--- Brief ---
Please reproduce the final stretch of the listing below: the line that contains "the player's outstretched" and all lines after it, verbatim, with nothing else.

------ Data ------

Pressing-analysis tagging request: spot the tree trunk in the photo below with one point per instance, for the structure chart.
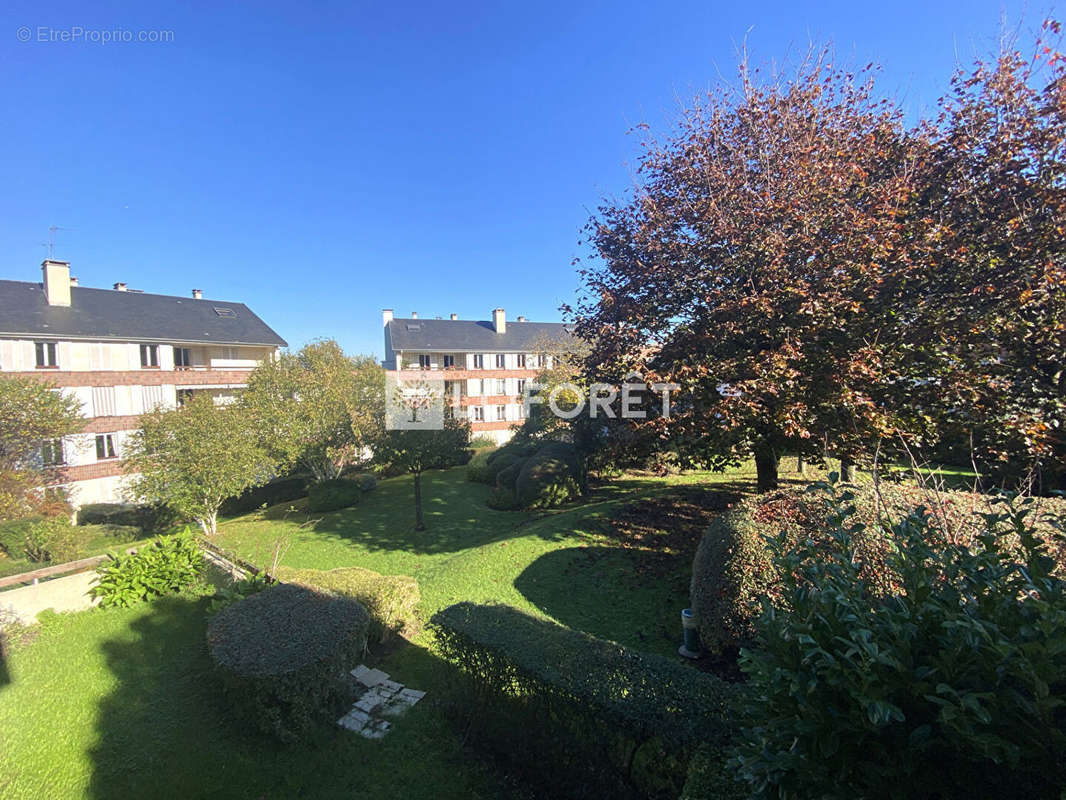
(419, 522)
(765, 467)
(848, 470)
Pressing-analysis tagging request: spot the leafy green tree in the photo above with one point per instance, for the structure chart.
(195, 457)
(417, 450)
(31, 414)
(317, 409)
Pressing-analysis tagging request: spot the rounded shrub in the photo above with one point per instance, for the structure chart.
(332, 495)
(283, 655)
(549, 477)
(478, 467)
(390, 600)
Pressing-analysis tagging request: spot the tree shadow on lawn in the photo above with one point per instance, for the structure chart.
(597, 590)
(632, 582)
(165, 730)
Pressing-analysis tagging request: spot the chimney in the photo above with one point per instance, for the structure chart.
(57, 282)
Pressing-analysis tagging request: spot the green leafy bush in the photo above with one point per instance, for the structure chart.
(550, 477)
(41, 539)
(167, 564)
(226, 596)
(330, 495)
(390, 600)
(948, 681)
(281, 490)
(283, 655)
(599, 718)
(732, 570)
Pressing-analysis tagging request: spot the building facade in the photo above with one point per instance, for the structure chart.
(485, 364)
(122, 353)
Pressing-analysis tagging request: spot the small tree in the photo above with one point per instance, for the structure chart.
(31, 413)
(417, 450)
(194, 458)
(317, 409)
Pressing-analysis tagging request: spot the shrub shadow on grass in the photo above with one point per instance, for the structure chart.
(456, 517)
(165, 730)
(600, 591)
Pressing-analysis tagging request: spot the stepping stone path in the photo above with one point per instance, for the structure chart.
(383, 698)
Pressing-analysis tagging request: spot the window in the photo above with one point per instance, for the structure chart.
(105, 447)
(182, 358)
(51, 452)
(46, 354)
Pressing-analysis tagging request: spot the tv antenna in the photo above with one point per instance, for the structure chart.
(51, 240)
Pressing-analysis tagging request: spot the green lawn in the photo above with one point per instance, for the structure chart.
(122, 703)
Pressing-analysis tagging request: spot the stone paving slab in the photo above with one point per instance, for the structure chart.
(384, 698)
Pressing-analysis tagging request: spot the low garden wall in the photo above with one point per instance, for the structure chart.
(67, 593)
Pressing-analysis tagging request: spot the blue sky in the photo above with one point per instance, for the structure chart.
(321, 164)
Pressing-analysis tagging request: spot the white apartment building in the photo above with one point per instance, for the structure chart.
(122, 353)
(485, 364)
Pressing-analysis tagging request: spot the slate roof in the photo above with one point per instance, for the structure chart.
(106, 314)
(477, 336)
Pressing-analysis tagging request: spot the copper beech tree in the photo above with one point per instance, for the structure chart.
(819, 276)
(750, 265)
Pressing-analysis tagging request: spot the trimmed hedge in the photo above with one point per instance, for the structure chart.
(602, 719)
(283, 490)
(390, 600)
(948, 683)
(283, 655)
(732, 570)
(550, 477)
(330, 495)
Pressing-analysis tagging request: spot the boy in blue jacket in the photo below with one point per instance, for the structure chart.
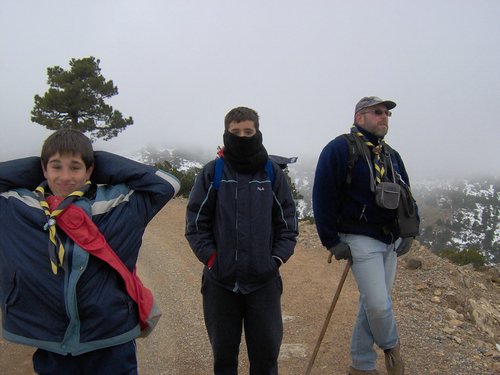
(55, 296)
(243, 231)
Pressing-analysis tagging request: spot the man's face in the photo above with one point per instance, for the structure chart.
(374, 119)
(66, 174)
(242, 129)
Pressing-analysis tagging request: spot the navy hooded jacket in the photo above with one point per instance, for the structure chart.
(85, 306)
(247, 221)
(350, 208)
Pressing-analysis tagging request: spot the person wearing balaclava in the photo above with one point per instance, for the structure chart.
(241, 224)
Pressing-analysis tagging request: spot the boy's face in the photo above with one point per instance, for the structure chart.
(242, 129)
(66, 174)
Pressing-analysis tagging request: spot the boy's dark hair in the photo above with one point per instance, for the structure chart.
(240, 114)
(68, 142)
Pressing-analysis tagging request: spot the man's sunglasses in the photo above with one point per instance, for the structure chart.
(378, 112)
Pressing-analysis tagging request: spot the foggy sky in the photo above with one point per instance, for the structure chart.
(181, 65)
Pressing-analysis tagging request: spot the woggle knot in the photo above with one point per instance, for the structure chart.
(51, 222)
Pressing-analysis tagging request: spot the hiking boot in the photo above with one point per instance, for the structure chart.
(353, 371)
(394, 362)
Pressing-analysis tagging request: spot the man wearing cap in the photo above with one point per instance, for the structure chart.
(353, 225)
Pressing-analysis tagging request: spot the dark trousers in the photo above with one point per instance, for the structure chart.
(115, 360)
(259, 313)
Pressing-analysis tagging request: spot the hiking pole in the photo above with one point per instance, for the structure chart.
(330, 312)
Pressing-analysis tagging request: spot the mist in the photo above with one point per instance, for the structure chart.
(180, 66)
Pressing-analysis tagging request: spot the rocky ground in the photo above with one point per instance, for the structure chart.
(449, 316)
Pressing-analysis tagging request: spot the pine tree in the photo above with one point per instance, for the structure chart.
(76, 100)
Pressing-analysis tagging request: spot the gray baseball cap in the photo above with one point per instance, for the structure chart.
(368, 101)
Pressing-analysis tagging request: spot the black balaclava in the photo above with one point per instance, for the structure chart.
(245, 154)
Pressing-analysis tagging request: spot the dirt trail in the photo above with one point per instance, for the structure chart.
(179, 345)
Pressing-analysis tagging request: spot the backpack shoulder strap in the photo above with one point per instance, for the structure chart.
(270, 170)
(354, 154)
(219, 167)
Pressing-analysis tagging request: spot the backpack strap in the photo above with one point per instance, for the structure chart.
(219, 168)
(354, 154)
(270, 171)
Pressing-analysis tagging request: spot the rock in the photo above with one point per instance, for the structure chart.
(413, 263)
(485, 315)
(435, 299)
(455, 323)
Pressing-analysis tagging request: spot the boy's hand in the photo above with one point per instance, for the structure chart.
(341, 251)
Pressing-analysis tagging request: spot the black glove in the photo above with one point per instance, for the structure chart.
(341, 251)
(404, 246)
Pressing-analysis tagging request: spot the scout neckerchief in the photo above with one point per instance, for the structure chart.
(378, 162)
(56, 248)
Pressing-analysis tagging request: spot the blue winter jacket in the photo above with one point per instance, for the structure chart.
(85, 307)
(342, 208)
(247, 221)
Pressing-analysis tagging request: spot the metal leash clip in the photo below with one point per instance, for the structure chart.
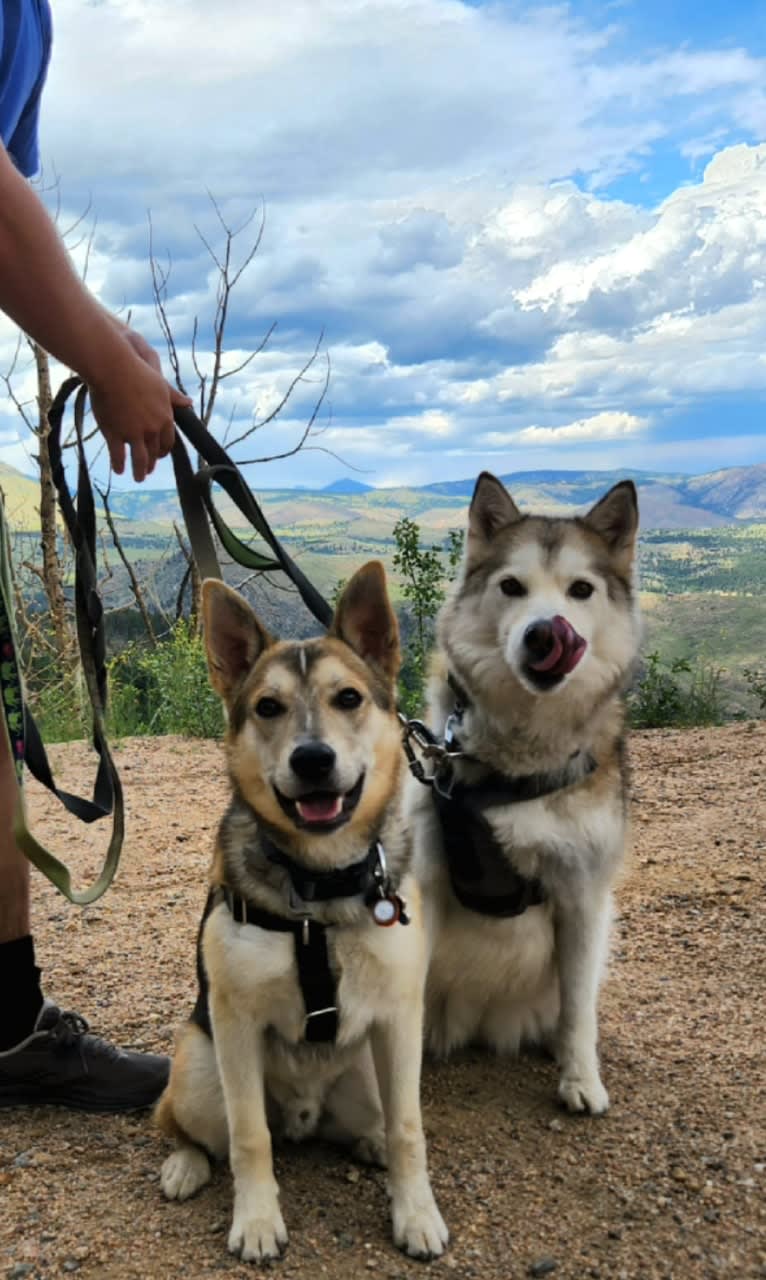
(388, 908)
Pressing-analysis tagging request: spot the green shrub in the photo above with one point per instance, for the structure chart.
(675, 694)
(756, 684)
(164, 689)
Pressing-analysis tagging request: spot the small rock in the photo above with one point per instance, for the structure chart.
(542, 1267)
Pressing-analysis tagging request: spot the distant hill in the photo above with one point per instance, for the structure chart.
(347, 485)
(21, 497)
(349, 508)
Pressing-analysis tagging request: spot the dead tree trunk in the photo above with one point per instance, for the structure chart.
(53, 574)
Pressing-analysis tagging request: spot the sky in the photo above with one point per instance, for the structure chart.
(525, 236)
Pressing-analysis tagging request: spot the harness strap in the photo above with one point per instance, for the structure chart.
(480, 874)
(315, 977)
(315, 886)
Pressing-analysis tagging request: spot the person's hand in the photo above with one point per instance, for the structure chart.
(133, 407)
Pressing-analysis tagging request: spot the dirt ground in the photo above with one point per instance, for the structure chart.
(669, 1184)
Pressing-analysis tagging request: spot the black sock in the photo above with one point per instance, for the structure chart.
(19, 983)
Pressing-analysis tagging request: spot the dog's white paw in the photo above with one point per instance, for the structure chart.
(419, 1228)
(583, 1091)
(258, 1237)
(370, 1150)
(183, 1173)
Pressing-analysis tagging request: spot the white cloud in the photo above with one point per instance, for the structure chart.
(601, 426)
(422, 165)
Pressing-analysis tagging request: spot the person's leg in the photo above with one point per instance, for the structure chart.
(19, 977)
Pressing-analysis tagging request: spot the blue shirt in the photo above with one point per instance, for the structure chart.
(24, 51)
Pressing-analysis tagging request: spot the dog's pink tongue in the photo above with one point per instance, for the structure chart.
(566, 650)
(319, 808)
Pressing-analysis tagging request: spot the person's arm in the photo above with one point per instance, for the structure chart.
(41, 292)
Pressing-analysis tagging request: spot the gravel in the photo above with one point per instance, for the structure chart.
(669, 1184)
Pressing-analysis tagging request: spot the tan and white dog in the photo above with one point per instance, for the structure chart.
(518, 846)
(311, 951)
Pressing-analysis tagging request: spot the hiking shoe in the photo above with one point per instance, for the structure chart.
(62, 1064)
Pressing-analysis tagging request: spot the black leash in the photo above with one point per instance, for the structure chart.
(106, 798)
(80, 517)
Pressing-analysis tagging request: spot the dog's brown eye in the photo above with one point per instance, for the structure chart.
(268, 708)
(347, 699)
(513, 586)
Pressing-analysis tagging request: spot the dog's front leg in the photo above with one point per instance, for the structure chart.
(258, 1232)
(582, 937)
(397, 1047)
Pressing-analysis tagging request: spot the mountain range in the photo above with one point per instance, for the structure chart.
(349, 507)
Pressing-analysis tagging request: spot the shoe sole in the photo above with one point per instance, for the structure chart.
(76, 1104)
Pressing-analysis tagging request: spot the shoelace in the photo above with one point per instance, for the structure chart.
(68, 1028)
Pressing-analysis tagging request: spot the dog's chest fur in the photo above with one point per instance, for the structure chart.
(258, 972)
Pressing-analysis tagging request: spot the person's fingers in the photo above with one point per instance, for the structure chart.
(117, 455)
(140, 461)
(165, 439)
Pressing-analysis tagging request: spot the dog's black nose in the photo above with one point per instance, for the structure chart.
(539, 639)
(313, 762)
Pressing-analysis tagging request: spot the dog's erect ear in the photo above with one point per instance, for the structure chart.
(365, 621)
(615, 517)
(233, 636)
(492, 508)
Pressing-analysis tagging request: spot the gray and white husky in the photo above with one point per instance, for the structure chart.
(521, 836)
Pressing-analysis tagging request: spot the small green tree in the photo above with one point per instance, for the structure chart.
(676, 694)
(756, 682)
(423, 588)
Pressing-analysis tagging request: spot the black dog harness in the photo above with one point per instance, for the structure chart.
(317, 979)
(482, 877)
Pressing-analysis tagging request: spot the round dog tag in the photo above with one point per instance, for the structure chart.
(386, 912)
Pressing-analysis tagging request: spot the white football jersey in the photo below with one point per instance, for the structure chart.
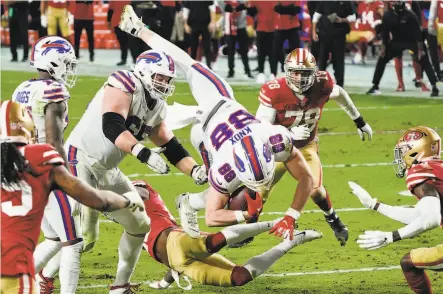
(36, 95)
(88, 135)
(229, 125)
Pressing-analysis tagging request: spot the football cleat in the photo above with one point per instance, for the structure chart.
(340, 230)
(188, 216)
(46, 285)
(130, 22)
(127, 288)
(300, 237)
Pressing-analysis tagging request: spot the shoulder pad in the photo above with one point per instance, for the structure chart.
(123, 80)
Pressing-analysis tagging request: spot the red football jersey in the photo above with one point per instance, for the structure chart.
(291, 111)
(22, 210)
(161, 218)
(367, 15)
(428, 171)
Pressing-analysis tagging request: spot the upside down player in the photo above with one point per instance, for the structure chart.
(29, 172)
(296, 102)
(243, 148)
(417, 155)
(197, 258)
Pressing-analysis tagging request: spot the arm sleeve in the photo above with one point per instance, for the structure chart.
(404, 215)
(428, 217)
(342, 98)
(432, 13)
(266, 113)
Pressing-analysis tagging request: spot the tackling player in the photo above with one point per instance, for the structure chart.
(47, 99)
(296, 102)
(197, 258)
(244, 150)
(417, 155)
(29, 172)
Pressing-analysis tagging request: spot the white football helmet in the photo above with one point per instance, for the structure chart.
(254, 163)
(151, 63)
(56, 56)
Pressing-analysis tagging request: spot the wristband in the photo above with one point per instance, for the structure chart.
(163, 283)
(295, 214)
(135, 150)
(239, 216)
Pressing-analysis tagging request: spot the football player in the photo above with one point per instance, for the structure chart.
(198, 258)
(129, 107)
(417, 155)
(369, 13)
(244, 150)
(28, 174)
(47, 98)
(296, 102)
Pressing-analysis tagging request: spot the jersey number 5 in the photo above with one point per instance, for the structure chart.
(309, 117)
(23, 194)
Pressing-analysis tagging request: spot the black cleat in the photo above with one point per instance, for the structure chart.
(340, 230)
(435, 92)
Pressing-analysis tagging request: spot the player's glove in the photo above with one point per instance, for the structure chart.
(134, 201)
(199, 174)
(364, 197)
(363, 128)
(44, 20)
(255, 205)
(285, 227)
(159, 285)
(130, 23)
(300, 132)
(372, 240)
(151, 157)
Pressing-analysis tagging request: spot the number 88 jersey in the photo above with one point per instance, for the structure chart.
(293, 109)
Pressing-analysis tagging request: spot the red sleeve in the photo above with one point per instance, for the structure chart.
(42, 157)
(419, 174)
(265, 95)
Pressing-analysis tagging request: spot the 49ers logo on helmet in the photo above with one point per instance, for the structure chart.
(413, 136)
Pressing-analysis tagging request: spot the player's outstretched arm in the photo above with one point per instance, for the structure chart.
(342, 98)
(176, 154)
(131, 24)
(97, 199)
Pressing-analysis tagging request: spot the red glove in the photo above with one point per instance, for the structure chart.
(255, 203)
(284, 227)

------

--- Answer space ---
Pressing-analysis tagging request: spot the player's outstretched arm in the photo above with one point per instance, for the structure chart.
(342, 98)
(176, 154)
(131, 24)
(97, 199)
Pressing-analysis tagging request: spot the red glove in the photo above with one point per instance, for the structure chart.
(255, 203)
(284, 227)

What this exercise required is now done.